ZU BEARBEITEN:
A - Erkläre in ein bis drei Sätzen, warum eine gesetzliche Beschränkung von Managergehältern laut dem Text zur Debatte über Managergehälter nicht möglich ist.
B - Wähle bitte jede Zeile der Einträge aus, die das Wort „asphalt“ enthält.

ANGEZEIGTER TEXT:
------------------------

Ich sage deutlich: Es ist nicht Sache des Gesetzgebers, sondern es ist Sache der Aufsichtsräte, der Hauptversammlungen und der Unternehmen. Ich habe Ihnen sehr genau zugehört, Herr Jüttner. Sie haben selber gesagt, es sei eine Frage des Anstands. Da gebe ich Ihnen vollkommen recht. Sie haben auch gesagt, rechtlich sei es wahrscheinlich ganz kompliziert. Ich sage: Eine gesetzliche Beschränkung von Managergehältern ist rechtlich gar nicht möglich; das würde der Vertragsfreiheit zuwiderlaufen und wäre verfassungswidrig.
Das SPD-Präsidium hat das ja auch verworfen. Das SPD-Präsidium hat vorgestern einen klugen Beschluss gefasst, indem man erst einmal eine Arbeitsgruppe eingesetzt hat, die sich alles im Zusammenhang mit Transparenz und Abfindungen genau ansehen will. Man wird dazu kommen, dass es eine Frage der Wirtschaftsethik ist. In unserer sozialen Marktwirtschaft geht es nicht nur um Geld, Rendite und Produktivität, sondern um Verantwortlichkeit gegenüber seinen Produktionsverfahren, gegenüber seinen Produkten und gegenüber seinen Mitarbeitern und deren Familien. Es geht um Vorbildhaftigkeit. All das kann man gesetzlich nicht verordnen; das muss man bei den beteiligten Akteuren schlichtweg erwarten und unterstellen. Ansonsten muss man es einfordern, und das tue ich hiermit.
Meine Damen und Herren, zu dem Tagesordnungspunkt 1 b) hat sich der Abgeordnete Harden zu einer persönlichen Bemerkung nach § 76 unserer Geschäftsordnung gemeldet.
Herr Harden, ich mache Sie darauf aufmerksam: Einem Mitglied des Landtages, das sich zu einer persönlichen Bemerkung zu Wort gemeldet hat, ist das Wort auch nach Schluss der Besprechung zu erteilen. Das Mitglied des Landtages darf in der persönlichen Bemerkung nur Angriffe zurückweisen, die in der Aussprache gegen es gerichtet wurden, oder eigene Ausführungen berichtigen. Es darf nicht länger als fünf Minuten sprechen. Bei Verstößen gilt § 71 Abs. 3 entsprechend.

------------------------

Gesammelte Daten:
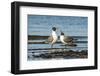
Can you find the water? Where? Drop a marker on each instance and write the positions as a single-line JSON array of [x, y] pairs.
[[80, 45], [40, 26]]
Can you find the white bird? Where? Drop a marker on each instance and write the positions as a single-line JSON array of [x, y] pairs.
[[53, 38], [66, 39]]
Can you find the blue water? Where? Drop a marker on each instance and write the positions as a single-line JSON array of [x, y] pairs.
[[41, 25], [71, 25]]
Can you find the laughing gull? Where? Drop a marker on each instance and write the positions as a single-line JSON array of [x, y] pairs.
[[66, 39], [53, 38]]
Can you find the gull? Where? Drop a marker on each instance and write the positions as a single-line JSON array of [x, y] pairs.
[[66, 39], [53, 38]]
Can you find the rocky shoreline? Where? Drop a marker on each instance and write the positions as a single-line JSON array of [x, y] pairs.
[[66, 54]]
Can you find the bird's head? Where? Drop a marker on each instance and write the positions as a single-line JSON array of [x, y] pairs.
[[54, 28], [62, 33]]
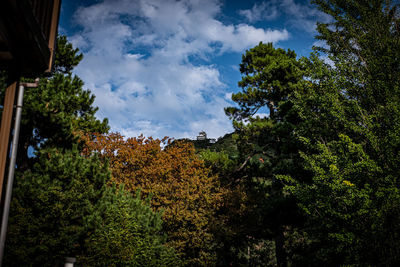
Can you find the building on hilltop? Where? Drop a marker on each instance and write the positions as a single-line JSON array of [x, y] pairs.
[[202, 136]]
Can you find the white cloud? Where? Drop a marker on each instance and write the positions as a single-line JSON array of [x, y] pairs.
[[298, 15], [138, 61], [264, 11]]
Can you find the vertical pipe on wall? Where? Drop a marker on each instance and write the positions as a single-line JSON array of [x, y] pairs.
[[11, 169]]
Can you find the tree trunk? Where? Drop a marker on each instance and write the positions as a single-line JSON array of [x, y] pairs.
[[280, 252]]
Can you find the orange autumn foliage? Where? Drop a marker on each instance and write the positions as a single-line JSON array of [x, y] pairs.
[[178, 183]]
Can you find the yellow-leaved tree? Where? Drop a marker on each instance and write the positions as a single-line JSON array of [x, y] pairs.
[[178, 183]]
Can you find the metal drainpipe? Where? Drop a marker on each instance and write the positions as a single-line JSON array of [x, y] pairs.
[[11, 170]]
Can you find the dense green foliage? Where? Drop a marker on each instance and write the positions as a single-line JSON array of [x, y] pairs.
[[320, 173], [63, 202], [63, 207], [314, 183]]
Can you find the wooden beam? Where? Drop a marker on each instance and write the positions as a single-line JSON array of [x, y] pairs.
[[5, 129], [53, 32]]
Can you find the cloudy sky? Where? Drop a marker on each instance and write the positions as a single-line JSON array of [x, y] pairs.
[[168, 67]]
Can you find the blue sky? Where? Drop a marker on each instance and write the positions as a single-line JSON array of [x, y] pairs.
[[168, 68]]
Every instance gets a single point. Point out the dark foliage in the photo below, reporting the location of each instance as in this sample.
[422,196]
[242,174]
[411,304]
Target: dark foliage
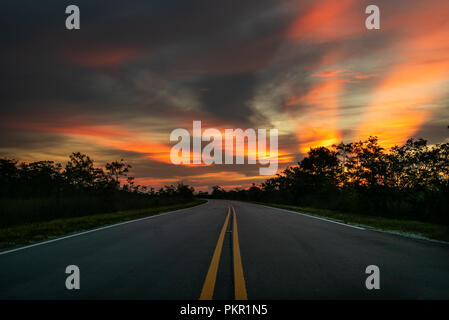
[411,181]
[44,190]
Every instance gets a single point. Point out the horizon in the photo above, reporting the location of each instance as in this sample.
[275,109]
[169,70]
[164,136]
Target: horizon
[117,87]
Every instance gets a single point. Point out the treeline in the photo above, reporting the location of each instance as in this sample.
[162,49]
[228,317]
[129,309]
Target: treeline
[409,181]
[45,190]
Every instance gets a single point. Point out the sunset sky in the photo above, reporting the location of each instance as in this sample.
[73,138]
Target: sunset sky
[139,69]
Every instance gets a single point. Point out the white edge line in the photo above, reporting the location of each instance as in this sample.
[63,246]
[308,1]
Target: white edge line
[315,217]
[93,230]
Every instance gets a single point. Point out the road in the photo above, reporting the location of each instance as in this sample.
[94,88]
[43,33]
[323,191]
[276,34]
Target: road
[213,251]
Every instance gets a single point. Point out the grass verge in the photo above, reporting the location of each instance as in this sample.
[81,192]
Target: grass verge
[30,233]
[409,227]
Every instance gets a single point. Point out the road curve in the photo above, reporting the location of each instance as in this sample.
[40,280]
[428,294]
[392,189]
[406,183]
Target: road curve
[284,255]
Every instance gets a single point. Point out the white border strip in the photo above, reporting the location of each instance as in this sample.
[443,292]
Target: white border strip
[93,230]
[312,216]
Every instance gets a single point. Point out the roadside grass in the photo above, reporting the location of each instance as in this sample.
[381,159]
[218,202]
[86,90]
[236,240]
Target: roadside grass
[409,227]
[34,232]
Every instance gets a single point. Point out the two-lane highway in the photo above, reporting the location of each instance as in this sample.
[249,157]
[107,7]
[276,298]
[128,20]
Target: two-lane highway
[282,255]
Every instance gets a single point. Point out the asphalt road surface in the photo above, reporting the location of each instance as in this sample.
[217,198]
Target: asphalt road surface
[212,251]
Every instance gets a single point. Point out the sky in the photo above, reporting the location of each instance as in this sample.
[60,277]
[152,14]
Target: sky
[135,71]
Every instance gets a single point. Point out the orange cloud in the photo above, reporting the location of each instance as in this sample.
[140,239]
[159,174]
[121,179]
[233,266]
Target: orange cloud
[327,20]
[318,126]
[404,99]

------------------------

ANTWORTEN JE AUFGABE:
A - Eine solche Beschränkung würde der Vertragsfreiheit zuwiderlaufen und wäre verfassungswidrig.

B -
Every instance gets a single point. Point out the asphalt road surface in the photo above, reporting the location of each instance as in this sample.
Target: asphalt road surface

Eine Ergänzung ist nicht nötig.